Study text>
Member of the Buffalo Public Schools Board of Education from the South district
- Incumbent
- Assumed office January 5, 2026
- Preceded by: Theresa Schuta

Member of the New York State Assembly from the 142nd district
- In office April 30, 2018 – January 1, 2019
- Preceded by: Mickey Kearns
- Succeeded by: Patrick B. Burke

Personal details
- Born: July 26, 1982 (age 44) Buffalo, New York, U.S.
- Party: Independent Democrat (2018–present)
- Other political affiliations: Democratic (until 2018) Republican (electorally)
- Education: St. Bonaventure University Canisius College Erie Community College
- Occupation: Teacher, politician

= Erik Bohen =

American politician (born 1982)

Erik T. Bohen (born July 26, 1982) is an American politician. A former member of the New York State Assembly, he represented the 142nd district; this district includes South Buffalo, the City of Lackawanna, and the towns of West Seneca and Orchard Park. Bohen was elected to the Assembly in an April 24, 2018, special election, but was defeated in his bid for a full term on November 6, 2018. He is notable for having won election to the Assembly on the Republican line despite being an enrolled Democrat.

Entries provided>
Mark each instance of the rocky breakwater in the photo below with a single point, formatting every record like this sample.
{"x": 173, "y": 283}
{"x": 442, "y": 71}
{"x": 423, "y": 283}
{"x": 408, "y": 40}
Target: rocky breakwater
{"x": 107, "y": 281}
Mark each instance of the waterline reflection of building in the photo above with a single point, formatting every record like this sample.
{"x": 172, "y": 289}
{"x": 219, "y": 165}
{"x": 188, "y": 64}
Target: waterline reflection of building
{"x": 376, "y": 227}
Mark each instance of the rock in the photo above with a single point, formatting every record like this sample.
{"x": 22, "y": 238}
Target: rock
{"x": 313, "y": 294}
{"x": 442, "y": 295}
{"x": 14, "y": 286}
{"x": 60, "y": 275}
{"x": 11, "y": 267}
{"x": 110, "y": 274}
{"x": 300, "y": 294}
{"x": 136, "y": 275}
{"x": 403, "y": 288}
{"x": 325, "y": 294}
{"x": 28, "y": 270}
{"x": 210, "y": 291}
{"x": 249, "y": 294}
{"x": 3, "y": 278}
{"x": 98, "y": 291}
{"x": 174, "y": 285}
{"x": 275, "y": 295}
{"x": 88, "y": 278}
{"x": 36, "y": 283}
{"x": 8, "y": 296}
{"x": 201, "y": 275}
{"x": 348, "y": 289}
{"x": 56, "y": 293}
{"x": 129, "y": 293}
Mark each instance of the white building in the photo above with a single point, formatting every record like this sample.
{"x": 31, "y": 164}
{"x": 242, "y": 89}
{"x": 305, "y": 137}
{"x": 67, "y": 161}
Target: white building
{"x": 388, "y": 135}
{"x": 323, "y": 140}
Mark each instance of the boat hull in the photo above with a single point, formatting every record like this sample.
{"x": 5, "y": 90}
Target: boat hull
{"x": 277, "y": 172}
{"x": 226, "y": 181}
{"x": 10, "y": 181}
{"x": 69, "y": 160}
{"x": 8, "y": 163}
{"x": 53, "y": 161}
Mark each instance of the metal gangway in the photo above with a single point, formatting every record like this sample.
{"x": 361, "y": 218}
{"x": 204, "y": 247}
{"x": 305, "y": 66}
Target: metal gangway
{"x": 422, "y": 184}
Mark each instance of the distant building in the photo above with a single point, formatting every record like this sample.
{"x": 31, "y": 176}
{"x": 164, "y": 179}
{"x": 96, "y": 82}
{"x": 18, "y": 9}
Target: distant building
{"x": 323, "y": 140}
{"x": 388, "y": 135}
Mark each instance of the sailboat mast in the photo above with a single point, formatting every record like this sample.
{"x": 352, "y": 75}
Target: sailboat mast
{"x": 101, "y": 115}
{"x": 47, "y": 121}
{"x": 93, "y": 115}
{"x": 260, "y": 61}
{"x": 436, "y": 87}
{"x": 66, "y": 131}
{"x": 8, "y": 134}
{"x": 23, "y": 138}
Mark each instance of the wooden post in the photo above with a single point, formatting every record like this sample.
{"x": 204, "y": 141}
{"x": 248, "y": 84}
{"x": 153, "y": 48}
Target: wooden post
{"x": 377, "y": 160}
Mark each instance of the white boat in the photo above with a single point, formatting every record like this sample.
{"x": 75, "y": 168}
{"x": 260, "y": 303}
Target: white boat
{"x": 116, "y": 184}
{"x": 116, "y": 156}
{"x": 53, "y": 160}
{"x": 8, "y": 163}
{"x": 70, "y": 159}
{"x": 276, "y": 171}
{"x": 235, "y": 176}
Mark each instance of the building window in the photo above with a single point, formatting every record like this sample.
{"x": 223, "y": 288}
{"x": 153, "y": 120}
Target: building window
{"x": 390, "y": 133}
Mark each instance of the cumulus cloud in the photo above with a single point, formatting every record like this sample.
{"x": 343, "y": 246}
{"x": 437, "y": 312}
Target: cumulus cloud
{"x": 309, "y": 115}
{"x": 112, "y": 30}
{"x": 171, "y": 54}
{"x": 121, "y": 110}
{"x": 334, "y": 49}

Exercise set>
1: In the Erik Bohen article, on which party's line did Bohen win election to the Assembly?
2: Pick up the Erik Bohen article after its last sentence and write the next part.

Responses per task>
1: The Republican line

2:
== Early career ==
Bohen has worked in the Buffalo Public Schools as a special education teacher. He was the campaign manager for Carl Paladino's two successful school board campaigns. He has been active in numerous South Buffalo charities and organizations, including the Ryan Purcell Foundation. His father, Billy, was the longtime business agent for the local ironworkers union.

== State Assembly ==
In 2018, after Mickey Kearns had stepped down from the Assembly to become Erie County Clerk, Bohen announced that he would seek Kearns's vacated seat in District 142; Bohen indicated that he was running as a conservative Democrat. The Erie County Democratic Committee denied Bohen its endorsement and instead gave it to Erie County Legislator Patrick B. Burke, the legislator who sponsored the county's ban on conversion therapy. The Erie County Republican Committee and its chairman, Nicholas A. Langworthy, endorsed Bohen and gave him operational support. In an April 24, 2018, special election, Bohen defeated Burke; he received 52% of the vote to Burke's 48% in a race in which less than 15% of eligible voters participated.

Bohen planned to caucus with the Democrats in the Assembly. However, Democratic Assembly Speaker Carl Heastie stated that before Bohen could join that caucus, he would have to "prove" that he was a "true Democrat". Based on Bohen's outspoken support for Heastie, Republican Assembly Minority Leader Brian Kolb did not invite Bohen to join the Republican caucus. These two actions left Bohen as the only member of the Assembly without a home caucus.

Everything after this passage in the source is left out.